**Source records:**
━━━━

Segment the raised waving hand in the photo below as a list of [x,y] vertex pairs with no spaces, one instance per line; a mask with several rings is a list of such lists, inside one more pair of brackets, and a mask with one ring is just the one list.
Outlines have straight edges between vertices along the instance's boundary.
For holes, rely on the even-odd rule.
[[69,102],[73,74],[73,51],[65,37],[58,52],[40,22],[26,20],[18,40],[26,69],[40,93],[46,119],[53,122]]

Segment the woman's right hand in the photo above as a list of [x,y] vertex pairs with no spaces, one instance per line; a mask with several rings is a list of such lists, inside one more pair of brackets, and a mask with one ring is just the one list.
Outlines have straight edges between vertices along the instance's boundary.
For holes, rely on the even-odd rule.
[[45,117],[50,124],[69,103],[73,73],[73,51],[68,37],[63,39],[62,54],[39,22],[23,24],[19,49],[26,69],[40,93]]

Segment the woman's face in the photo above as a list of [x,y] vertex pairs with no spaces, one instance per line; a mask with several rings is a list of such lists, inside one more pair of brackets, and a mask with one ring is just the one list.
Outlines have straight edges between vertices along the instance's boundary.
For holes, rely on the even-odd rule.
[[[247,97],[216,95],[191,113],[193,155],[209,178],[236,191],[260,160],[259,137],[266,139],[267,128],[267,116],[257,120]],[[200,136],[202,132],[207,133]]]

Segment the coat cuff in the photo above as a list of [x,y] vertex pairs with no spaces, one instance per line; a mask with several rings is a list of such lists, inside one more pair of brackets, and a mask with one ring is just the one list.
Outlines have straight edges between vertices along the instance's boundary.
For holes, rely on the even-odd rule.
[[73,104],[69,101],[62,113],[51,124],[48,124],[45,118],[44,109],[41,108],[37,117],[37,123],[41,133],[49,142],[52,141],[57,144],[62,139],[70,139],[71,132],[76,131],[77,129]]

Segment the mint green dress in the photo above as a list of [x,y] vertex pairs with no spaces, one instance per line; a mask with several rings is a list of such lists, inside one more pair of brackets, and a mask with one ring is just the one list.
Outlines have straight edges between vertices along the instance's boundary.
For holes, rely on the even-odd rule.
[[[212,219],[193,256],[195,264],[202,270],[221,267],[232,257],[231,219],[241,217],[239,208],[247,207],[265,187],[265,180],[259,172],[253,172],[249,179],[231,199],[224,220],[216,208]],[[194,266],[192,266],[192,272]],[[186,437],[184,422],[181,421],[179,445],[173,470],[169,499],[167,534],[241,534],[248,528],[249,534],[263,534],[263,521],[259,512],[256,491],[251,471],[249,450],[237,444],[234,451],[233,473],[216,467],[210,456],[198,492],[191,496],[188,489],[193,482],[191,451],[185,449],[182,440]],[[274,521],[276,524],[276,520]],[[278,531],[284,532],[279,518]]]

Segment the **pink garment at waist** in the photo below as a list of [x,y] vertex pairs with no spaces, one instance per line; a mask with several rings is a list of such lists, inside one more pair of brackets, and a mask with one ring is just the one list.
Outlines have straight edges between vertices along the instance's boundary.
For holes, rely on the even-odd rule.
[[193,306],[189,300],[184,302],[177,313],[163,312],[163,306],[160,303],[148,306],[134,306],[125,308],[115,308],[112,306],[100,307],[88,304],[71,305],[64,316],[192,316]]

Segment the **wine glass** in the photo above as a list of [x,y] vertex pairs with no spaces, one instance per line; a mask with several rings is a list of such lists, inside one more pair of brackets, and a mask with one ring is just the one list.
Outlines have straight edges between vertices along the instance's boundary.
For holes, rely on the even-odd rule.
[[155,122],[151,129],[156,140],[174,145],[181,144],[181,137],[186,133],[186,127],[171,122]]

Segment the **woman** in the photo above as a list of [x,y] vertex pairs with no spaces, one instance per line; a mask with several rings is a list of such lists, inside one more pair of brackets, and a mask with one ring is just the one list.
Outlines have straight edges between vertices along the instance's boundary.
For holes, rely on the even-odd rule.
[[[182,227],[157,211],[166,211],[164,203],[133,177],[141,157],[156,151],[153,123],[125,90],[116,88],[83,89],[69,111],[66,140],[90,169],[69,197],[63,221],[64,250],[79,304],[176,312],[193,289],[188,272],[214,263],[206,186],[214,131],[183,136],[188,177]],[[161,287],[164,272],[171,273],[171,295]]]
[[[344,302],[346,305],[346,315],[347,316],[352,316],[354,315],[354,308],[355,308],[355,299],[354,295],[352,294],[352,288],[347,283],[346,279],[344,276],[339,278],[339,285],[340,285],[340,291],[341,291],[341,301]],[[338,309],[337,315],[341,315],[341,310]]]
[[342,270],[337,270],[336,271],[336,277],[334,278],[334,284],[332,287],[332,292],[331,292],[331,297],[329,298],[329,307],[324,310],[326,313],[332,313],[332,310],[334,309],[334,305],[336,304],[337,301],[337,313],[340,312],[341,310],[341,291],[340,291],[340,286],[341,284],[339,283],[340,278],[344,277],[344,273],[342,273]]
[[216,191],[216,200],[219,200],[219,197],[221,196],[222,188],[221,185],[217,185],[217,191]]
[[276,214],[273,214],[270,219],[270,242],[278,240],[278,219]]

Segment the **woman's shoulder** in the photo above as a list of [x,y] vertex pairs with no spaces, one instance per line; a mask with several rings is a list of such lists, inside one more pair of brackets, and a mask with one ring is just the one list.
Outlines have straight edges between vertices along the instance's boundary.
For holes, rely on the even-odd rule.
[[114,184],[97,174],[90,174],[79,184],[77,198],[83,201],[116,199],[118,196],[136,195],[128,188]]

━━━━

**Work request:** Copy every line above once more, precisely as it reads.

**Exercise answer:**
Segment the raised waving hand in the photo below as a list of [x,y] vertex pairs with no spaces, one instance per line; a mask with several rings is a list of such lists, inside one more pair of brackets, and a mask with one ring is just the one list.
Outlines have straight edges between vertices along the instance's boundary.
For holes, rely on the even-odd rule.
[[69,102],[73,74],[73,51],[65,37],[58,52],[40,22],[26,20],[18,40],[26,69],[40,93],[46,119],[53,122]]

Segment the woman's right hand in the photo above as a list of [x,y] vertex pairs with no spaces, one instance per line; a mask with several rings is a list of such lists, inside one more pair of brackets, and a mask with one ring is just the one list.
Outlines have straight edges between vertices along the instance's boundary.
For holes, rely on the even-odd rule.
[[45,117],[50,124],[69,103],[73,73],[73,51],[68,37],[63,39],[62,54],[39,22],[23,24],[19,49],[26,69],[40,93]]

Segment the woman's face in the photo above as a list of [x,y] vertex pairs with no spaces, one instance per line; a mask with several rings is a list of such lists, inside one more pair of brackets, and a mask with one ring is just the one list.
Outlines have straight edges between vertices along the instance's boundary.
For holes, rely on the even-odd rule.
[[[247,97],[216,95],[191,113],[193,155],[209,178],[236,191],[260,160],[259,137],[266,139],[267,128],[267,116],[257,120]],[[200,136],[202,132],[207,133]]]

Segment the coat cuff in the photo above as a list of [x,y] vertex pairs with no spaces, one instance per line; a mask with several rings is a list of such lists, inside one more pair of brackets, and a mask with one ring is just the one list.
Outlines have straight edges between vertices along the instance's boundary.
For holes, rely on the even-odd rule.
[[73,104],[69,101],[62,113],[51,124],[48,124],[45,118],[44,109],[41,108],[37,117],[37,123],[41,133],[49,142],[52,141],[57,144],[62,139],[70,139],[71,132],[76,131],[77,129]]

Segment the mint green dress in the photo above as a list of [x,y] vertex pairs with no spaces, one instance per line; a mask with several rings is a list of such lists, inside one more pair of brackets, and a mask with one ring is just the one list.
Outlines have straight edges between vertices along the instance's boundary.
For holes, rely on the even-odd rule.
[[[212,219],[193,256],[195,264],[202,270],[221,267],[232,257],[231,219],[241,217],[239,208],[247,207],[265,187],[265,180],[259,172],[253,172],[249,179],[231,199],[224,220],[216,208]],[[194,266],[192,266],[192,272]],[[186,437],[184,422],[181,421],[179,445],[173,470],[169,499],[167,534],[241,534],[248,528],[249,534],[263,534],[263,521],[259,512],[256,491],[251,471],[249,450],[237,444],[234,451],[233,473],[216,467],[210,456],[198,492],[191,496],[188,489],[193,482],[191,451],[185,449],[182,440]],[[274,521],[276,524],[276,520]],[[278,531],[284,532],[279,518]]]

Segment the **pink garment at waist** in the photo below as a list of [x,y] vertex pairs with no spaces, one instance per line; a mask with several rings is a list of such lists, inside one more pair of brackets, and a mask with one ring is just the one list.
Outlines have straight edges between vertices along the instance's boundary.
For holes, rely on the even-odd rule.
[[193,306],[189,300],[184,302],[177,313],[163,312],[163,306],[160,303],[148,306],[134,306],[125,308],[115,308],[112,306],[100,307],[88,304],[71,305],[64,316],[192,316]]

Segment the **wine glass** in the photo above as a list of [x,y] vertex pairs with no spaces, one instance per line; a mask with several rings is a list of such lists, inside one more pair of brackets, and a mask with one ring is just the one list.
Outlines have straight edges between vertices along the instance's boundary.
For holes, rely on the even-odd rule.
[[155,122],[151,129],[156,140],[174,145],[181,144],[181,137],[186,133],[186,127],[171,122]]

Segment the **woman** in the photo above as a list of [x,y] vertex pairs with no spaces, one instance per line; a mask with several rings is a list of such lists, inside one more pair of brackets, and a mask with one ring is just the one list.
Outlines have straight edges between vertices along the instance's boundary.
For holes, rely on the even-odd rule.
[[[182,227],[157,211],[166,211],[164,203],[133,177],[141,157],[156,151],[153,123],[125,90],[116,88],[83,89],[69,111],[66,140],[90,169],[69,197],[63,221],[64,250],[79,304],[176,312],[193,289],[188,272],[214,263],[206,186],[214,131],[183,136],[188,177]],[[161,287],[164,272],[171,273],[171,295]]]
[[[344,302],[346,305],[346,315],[347,316],[352,316],[354,315],[354,308],[355,308],[355,299],[354,295],[352,294],[352,288],[347,283],[346,279],[344,276],[339,278],[339,285],[340,285],[340,291],[341,291],[341,301]],[[338,309],[337,315],[341,315],[341,310]]]
[[342,270],[337,270],[336,271],[336,277],[334,278],[334,284],[332,287],[332,292],[331,292],[331,297],[329,298],[329,307],[324,310],[326,313],[332,313],[332,310],[334,309],[334,305],[336,304],[337,301],[337,313],[340,312],[341,310],[341,291],[340,291],[340,286],[341,284],[339,283],[340,278],[344,277],[344,273],[342,273]]
[[216,191],[216,200],[219,200],[219,197],[221,196],[222,188],[221,185],[217,185],[217,191]]
[[276,214],[273,214],[270,219],[270,242],[278,240],[278,219]]

Segment the **woman's shoulder** in the photo above as a list of [x,y] vertex pairs with no spaces, one instance per line; a mask with several rings is a list of such lists, inside one more pair of brackets, and a mask with one ring is just the one list.
Outlines have straight edges between vertices along the instance's boundary.
For holes, rely on the even-odd rule.
[[114,184],[97,174],[90,174],[79,184],[77,198],[83,201],[116,199],[118,196],[136,195],[128,188]]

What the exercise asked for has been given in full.